● Your instructions
Please quote the passage of the Cisco keynote report that begins with the words containing "The network intuitive is" and ends with "last 10 years.", copying it word for word.
BEGIN Document segment
Cisco’s “network intuitive” will enable the scale, complexity, and security required by the billions of devices to be added to the internet in future, according to CEO Chuck Robbins.
“We are going to build the secure, intelligent platform on which you can run the business of the future,” Robbins said during his keynote at Cisco Live Las Vegas on Monday, adding that in order to do so, Cisco will reinvent networking, enable a multi-cloud world, unlock the power of data, and deploy security everywhere across the network.
“Last week, we announced the network intuitive, which is the start of this new network for this new era powered by intent and informed by context.”
According to Robbins, as many as 1 million new connections per hour will be added to the internet by 2020, with Cisco’s network intuitive comprising three parts: Encrypted traffic analytics; the DNA-Center, which is the command centre and analytics platform of the new network; and a series of programmable, IoT-, cloud-, and mobile-ready switches called the Catalyst 9000 series.
The network intuitive is based on Cisco’s Digital Network Architecture (DNA), which marks a strategy of “intent-based networking infrastructure”, with Cisco labelling the new network as its most significant achievement in the last 10 years.
“The network actually has insight and context … there is so much context in the network, and we’re going to unleash that for you,” Robbins said.
“We’re going to build security deep into the network … and then all of this over time creates this adaptive system that understands your intent, has a level of trust built in, that then gets informed by context and constantly adapts.”
According to Robbins, Cisco had to completely rewrite 25 years of software in order to develop its DNA-Center — including undertaking a modernisation of its internetwork operating system (IOS).
“We had to rewrite IOS to a modern data model, API-structured operating system … that was foundational for us to do any of this,” he explained.
“That then allowed us to launch DNA-Center, which is fundamentally the command centre for the network. This is where you will declare your intent that will be automated, defined by the policy that you’re trying to implement — software-defined everything.
“It also is a major analytics platform. We’ve had all this data in the network for all of these years, but it’s been sitting on islands, or on routers and switches, and around infrastructure. The DNA-Center is going to serve as an analytics platform where we are going to stream the analytics, and we now have the ability to provide insights, context, and analytics from the application to the datacentre, to the core enterprise network, and combine it with all the threat-intelligence we have in our security portfolio.”
END Document segment
BEGIN The data
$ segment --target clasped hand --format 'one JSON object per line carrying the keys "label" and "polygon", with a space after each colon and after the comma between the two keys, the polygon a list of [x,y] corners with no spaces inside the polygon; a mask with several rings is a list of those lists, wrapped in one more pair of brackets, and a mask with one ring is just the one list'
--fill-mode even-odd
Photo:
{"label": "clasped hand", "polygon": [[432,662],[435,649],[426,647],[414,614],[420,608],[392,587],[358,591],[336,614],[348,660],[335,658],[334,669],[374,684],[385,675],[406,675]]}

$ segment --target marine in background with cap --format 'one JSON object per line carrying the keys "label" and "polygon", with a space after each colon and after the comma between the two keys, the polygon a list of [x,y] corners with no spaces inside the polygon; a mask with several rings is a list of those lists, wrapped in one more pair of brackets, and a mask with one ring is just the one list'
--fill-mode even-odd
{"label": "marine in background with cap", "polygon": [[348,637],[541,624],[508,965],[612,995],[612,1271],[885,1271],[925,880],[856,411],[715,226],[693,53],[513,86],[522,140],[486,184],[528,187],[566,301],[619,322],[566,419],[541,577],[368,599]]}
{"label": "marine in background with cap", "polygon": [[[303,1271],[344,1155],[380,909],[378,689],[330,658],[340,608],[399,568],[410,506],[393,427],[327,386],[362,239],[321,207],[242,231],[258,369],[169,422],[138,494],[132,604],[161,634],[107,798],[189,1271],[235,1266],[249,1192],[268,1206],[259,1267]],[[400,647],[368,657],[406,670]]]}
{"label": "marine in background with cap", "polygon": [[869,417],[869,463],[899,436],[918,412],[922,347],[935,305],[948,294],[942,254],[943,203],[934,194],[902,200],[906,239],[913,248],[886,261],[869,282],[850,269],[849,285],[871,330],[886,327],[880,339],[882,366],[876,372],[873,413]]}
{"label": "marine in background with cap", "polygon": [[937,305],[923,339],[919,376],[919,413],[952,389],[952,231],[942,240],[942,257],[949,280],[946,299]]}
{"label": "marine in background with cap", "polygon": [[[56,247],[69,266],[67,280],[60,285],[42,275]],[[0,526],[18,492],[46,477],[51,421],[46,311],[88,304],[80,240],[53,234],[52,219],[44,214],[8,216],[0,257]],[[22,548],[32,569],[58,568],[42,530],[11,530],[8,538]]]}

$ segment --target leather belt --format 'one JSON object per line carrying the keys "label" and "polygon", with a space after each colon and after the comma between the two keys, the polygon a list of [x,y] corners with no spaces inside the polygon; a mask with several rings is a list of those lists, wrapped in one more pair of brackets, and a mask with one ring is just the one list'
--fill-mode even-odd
END The data
● Result of the exercise
The network intuitive is based on Cisco’s Digital Network Architecture (DNA), which marks a strategy of “intent-based networking infrastructure”, with Cisco labelling the new network as its most significant achievement in the last 10 years.